Requirement
Recast the entries below, from the line with "During a live" up to and including the line with "[173,243,183,310]", as a Markdown table with the columns Row and Text. Number the rows, give one line per row, skip blank lines, and leave the pictures out.

══ Exercise data

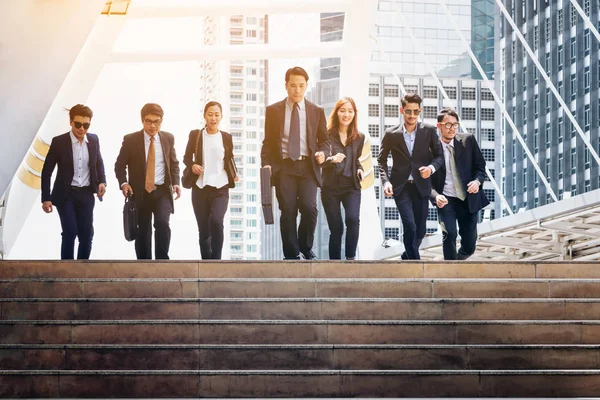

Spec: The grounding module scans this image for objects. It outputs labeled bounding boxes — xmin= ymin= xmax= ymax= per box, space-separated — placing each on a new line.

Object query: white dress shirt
xmin=281 ymin=98 xmax=309 ymax=158
xmin=144 ymin=131 xmax=166 ymax=185
xmin=442 ymin=139 xmax=458 ymax=197
xmin=69 ymin=131 xmax=90 ymax=187
xmin=196 ymin=129 xmax=229 ymax=189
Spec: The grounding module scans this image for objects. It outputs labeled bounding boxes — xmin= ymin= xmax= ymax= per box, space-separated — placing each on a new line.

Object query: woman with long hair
xmin=183 ymin=101 xmax=238 ymax=260
xmin=321 ymin=97 xmax=365 ymax=260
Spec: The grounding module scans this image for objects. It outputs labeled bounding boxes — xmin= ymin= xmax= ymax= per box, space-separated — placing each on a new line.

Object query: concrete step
xmin=0 ymin=261 xmax=600 ymax=279
xmin=0 ymin=298 xmax=600 ymax=321
xmin=0 ymin=344 xmax=600 ymax=370
xmin=0 ymin=276 xmax=600 ymax=298
xmin=0 ymin=370 xmax=600 ymax=398
xmin=0 ymin=319 xmax=600 ymax=344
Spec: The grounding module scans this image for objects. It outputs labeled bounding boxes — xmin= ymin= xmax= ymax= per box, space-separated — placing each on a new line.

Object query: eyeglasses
xmin=443 ymin=122 xmax=460 ymax=129
xmin=144 ymin=119 xmax=162 ymax=126
xmin=73 ymin=121 xmax=90 ymax=129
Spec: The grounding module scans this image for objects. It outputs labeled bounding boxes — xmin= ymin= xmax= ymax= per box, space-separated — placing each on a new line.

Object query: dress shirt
xmin=281 ymin=98 xmax=309 ymax=158
xmin=196 ymin=129 xmax=229 ymax=189
xmin=144 ymin=131 xmax=166 ymax=185
xmin=442 ymin=139 xmax=458 ymax=198
xmin=69 ymin=131 xmax=90 ymax=187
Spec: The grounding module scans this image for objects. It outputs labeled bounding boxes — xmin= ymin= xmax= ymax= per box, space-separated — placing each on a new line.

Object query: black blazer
xmin=115 ymin=130 xmax=180 ymax=210
xmin=260 ymin=99 xmax=331 ymax=187
xmin=42 ymin=132 xmax=106 ymax=206
xmin=431 ymin=133 xmax=490 ymax=214
xmin=183 ymin=129 xmax=237 ymax=188
xmin=377 ymin=122 xmax=444 ymax=197
xmin=321 ymin=132 xmax=365 ymax=190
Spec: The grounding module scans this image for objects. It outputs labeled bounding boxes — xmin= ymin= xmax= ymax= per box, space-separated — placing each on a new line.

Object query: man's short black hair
xmin=141 ymin=103 xmax=165 ymax=119
xmin=285 ymin=67 xmax=308 ymax=83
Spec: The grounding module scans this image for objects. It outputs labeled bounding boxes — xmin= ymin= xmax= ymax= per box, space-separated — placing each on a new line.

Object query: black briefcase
xmin=260 ymin=167 xmax=275 ymax=225
xmin=123 ymin=195 xmax=138 ymax=242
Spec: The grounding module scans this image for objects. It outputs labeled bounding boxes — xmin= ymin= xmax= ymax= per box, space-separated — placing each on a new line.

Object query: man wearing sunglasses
xmin=377 ymin=94 xmax=444 ymax=260
xmin=431 ymin=108 xmax=490 ymax=260
xmin=115 ymin=103 xmax=181 ymax=260
xmin=42 ymin=104 xmax=106 ymax=260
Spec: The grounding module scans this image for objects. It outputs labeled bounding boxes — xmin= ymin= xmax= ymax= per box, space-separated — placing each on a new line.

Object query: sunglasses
xmin=144 ymin=119 xmax=162 ymax=126
xmin=73 ymin=121 xmax=90 ymax=129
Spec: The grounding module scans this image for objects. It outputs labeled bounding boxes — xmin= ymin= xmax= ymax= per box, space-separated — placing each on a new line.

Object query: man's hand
xmin=173 ymin=185 xmax=181 ymax=200
xmin=356 ymin=169 xmax=365 ymax=182
xmin=419 ymin=167 xmax=433 ymax=179
xmin=192 ymin=164 xmax=204 ymax=175
xmin=96 ymin=183 xmax=106 ymax=198
xmin=42 ymin=201 xmax=52 ymax=213
xmin=331 ymin=153 xmax=346 ymax=164
xmin=467 ymin=180 xmax=481 ymax=194
xmin=435 ymin=194 xmax=448 ymax=208
xmin=121 ymin=183 xmax=133 ymax=197
xmin=315 ymin=151 xmax=325 ymax=164
xmin=383 ymin=182 xmax=394 ymax=197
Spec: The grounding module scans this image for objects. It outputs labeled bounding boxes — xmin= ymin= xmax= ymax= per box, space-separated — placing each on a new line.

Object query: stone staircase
xmin=0 ymin=261 xmax=600 ymax=398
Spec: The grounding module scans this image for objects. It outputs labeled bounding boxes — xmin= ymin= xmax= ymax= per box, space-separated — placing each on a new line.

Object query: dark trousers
xmin=192 ymin=185 xmax=229 ymax=260
xmin=56 ymin=186 xmax=95 ymax=260
xmin=135 ymin=184 xmax=173 ymax=260
xmin=438 ymin=196 xmax=477 ymax=260
xmin=394 ymin=182 xmax=429 ymax=260
xmin=275 ymin=158 xmax=317 ymax=259
xmin=321 ymin=177 xmax=361 ymax=260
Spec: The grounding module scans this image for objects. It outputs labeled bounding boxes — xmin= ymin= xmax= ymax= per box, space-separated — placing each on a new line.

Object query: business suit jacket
xmin=377 ymin=122 xmax=444 ymax=197
xmin=42 ymin=132 xmax=106 ymax=206
xmin=260 ymin=99 xmax=330 ymax=187
xmin=431 ymin=133 xmax=490 ymax=214
xmin=183 ymin=129 xmax=237 ymax=188
xmin=115 ymin=130 xmax=180 ymax=210
xmin=322 ymin=132 xmax=365 ymax=189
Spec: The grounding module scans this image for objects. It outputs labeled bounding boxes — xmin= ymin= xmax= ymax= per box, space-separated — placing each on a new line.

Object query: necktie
xmin=288 ymin=103 xmax=300 ymax=161
xmin=144 ymin=136 xmax=156 ymax=193
xmin=448 ymin=146 xmax=467 ymax=200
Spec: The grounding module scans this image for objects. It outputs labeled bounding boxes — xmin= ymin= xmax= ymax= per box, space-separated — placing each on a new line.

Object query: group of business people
xmin=42 ymin=67 xmax=489 ymax=260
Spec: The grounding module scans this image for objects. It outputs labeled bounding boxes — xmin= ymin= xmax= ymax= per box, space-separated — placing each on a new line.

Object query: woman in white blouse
xmin=183 ymin=101 xmax=238 ymax=260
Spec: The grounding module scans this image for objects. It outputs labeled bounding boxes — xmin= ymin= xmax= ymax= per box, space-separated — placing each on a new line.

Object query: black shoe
xmin=302 ymin=250 xmax=318 ymax=261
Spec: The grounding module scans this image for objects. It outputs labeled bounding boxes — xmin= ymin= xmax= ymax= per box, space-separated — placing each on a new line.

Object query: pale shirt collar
xmin=69 ymin=130 xmax=89 ymax=144
xmin=285 ymin=97 xmax=306 ymax=110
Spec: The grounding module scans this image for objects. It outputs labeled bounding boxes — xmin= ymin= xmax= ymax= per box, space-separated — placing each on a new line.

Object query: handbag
xmin=123 ymin=194 xmax=138 ymax=242
xmin=181 ymin=130 xmax=202 ymax=189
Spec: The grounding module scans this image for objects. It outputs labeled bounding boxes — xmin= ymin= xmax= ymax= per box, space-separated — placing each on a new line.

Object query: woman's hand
xmin=192 ymin=164 xmax=204 ymax=175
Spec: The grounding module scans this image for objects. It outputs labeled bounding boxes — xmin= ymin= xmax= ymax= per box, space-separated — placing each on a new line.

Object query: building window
xmin=462 ymin=87 xmax=476 ymax=100
xmin=423 ymin=86 xmax=436 ymax=100
xmin=481 ymin=108 xmax=495 ymax=121
xmin=384 ymin=104 xmax=398 ymax=118
xmin=369 ymin=124 xmax=379 ymax=137
xmin=383 ymin=85 xmax=398 ymax=98
xmin=369 ymin=83 xmax=379 ymax=97
xmin=481 ymin=149 xmax=496 ymax=161
xmin=369 ymin=104 xmax=379 ymax=117
xmin=462 ymin=107 xmax=475 ymax=121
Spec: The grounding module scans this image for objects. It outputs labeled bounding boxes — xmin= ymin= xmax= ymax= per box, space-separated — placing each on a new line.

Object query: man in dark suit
xmin=261 ymin=67 xmax=331 ymax=260
xmin=42 ymin=104 xmax=106 ymax=260
xmin=115 ymin=103 xmax=181 ymax=260
xmin=431 ymin=108 xmax=490 ymax=260
xmin=377 ymin=94 xmax=444 ymax=260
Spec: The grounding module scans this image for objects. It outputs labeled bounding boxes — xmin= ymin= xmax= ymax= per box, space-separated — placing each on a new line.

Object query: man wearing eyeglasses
xmin=431 ymin=108 xmax=490 ymax=260
xmin=377 ymin=94 xmax=444 ymax=260
xmin=42 ymin=104 xmax=106 ymax=260
xmin=115 ymin=103 xmax=181 ymax=260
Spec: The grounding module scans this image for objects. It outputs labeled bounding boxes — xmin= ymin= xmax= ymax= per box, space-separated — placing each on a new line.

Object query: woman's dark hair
xmin=327 ymin=97 xmax=358 ymax=144
xmin=69 ymin=104 xmax=94 ymax=121
xmin=202 ymin=101 xmax=223 ymax=115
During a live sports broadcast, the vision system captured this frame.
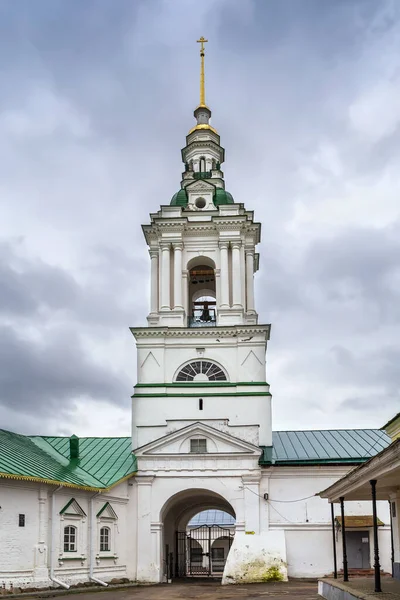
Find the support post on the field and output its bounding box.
[161,243,171,310]
[231,240,242,308]
[246,250,255,312]
[389,500,394,577]
[339,496,349,581]
[331,502,337,579]
[149,249,158,314]
[173,243,183,310]
[370,479,382,592]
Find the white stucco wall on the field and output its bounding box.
[0,479,136,588]
[0,479,39,581]
[260,466,391,577]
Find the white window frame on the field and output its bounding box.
[99,523,113,554]
[189,437,207,454]
[63,524,78,554]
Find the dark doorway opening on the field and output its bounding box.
[175,525,234,578]
[346,530,371,569]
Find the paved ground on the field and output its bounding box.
[324,575,400,600]
[36,581,321,600]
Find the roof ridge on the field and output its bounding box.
[272,427,387,435]
[26,436,104,487]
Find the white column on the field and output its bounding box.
[135,475,159,583]
[231,241,242,308]
[160,243,171,310]
[219,242,229,308]
[182,271,191,316]
[246,250,254,312]
[34,486,48,581]
[149,250,158,313]
[242,475,261,534]
[173,244,183,310]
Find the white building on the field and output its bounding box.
[0,44,391,587]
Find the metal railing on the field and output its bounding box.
[193,171,212,179]
[188,308,217,327]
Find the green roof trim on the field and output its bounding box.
[131,392,272,398]
[214,188,235,206]
[0,429,137,491]
[0,426,391,488]
[259,429,391,467]
[381,413,400,429]
[170,186,235,207]
[135,381,269,388]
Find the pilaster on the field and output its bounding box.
[34,486,49,581]
[242,473,261,535]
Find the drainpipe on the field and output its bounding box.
[89,492,108,587]
[50,485,69,590]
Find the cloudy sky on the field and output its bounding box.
[0,0,400,435]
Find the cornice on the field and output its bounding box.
[130,325,271,338]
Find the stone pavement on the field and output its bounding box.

════

The result
| Row | Text |
|---|---|
| 1 | During a live sports broadcast, the vision system captured this frame. |
| 2 | Find the support post on the field and output its bounding box. |
| 3 | [161,243,171,310] |
| 4 | [231,240,242,308] |
| 5 | [246,250,255,312] |
| 6 | [389,500,394,577] |
| 7 | [339,496,349,581] |
| 8 | [331,502,337,579] |
| 9 | [149,249,158,314] |
| 10 | [173,243,183,310] |